Natural language region descriptions:
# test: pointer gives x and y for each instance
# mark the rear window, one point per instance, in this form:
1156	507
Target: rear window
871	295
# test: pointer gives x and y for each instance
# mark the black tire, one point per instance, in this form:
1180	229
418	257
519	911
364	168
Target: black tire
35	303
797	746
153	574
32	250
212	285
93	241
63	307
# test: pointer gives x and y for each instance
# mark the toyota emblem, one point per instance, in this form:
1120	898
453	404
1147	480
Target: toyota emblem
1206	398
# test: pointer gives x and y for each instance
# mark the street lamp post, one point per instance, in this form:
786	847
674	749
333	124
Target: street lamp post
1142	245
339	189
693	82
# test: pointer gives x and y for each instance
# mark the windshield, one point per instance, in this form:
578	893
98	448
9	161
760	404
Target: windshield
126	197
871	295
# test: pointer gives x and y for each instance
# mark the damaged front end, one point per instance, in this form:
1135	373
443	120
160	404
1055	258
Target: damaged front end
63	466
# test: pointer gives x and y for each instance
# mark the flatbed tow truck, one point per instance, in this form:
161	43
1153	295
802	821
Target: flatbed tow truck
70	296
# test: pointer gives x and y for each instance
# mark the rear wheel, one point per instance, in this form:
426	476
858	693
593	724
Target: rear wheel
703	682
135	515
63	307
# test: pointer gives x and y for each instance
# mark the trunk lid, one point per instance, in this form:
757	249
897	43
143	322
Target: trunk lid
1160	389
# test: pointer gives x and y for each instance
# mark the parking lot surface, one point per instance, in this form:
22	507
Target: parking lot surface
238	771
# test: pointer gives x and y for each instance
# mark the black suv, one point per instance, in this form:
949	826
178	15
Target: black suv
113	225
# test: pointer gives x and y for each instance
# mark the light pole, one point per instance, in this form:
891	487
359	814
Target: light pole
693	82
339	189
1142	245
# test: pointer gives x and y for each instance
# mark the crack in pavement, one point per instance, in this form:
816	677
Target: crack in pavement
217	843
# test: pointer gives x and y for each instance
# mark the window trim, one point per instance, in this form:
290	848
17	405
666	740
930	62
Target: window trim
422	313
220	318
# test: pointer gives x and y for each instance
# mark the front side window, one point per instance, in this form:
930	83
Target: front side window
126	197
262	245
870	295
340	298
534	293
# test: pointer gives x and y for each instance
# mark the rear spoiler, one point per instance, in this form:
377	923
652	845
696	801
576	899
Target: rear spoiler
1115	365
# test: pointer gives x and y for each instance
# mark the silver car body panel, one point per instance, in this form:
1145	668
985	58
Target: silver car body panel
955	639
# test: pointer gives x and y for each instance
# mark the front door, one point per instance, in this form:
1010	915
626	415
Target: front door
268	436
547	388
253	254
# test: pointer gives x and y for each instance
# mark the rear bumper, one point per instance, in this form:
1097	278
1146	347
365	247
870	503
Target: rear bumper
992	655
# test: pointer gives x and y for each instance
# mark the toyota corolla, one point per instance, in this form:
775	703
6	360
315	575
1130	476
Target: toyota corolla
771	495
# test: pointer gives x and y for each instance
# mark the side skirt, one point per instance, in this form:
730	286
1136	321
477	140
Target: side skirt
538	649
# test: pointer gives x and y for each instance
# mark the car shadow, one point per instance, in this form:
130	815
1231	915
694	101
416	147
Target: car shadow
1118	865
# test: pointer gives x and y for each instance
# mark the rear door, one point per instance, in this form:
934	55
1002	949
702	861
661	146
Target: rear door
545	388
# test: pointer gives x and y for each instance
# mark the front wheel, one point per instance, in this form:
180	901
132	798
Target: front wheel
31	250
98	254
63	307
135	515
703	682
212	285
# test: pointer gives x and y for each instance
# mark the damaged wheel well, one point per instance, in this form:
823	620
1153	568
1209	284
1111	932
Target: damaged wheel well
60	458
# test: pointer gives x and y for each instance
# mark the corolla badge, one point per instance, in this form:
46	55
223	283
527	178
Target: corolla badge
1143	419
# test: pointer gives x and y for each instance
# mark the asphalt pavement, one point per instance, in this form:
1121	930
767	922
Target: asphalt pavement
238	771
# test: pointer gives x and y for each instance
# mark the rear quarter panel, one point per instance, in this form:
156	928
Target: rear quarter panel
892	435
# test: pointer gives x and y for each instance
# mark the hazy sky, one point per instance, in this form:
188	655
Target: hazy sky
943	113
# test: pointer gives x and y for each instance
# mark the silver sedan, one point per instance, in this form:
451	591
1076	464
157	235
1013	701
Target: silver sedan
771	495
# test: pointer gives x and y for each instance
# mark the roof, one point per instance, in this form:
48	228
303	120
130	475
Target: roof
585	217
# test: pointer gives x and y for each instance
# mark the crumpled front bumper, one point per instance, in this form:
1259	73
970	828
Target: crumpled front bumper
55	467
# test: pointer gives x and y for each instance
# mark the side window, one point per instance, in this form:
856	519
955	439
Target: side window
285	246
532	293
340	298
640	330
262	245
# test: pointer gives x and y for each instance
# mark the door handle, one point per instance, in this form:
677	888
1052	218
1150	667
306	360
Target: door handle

- [EXERCISE REQUIREMENTS]:
In the records above, how many lines hold the string "handle"? Only the number should be given.

- [THE COMPLETED TASK]:
2